Rewrite every line of the records below, multiplying each coordinate in the answers by 0.4 and rounding it to a whole number, with halves rounded up. Leave all other lines unchanged.

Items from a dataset
◇ ◇ ◇ ◇ ◇ ◇ ◇
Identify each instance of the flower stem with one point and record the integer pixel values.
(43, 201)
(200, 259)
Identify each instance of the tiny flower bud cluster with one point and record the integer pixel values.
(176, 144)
◇ ◇ ◇ ◇ ◇ ◇ ◇
**CORRECT RESPONSE:**
Identify each instance of the flower stem with one point and record the integer pixel values.
(17, 80)
(80, 104)
Identify each instance of the tiny flower bud cluster with one point and record the integer pixel values.
(70, 58)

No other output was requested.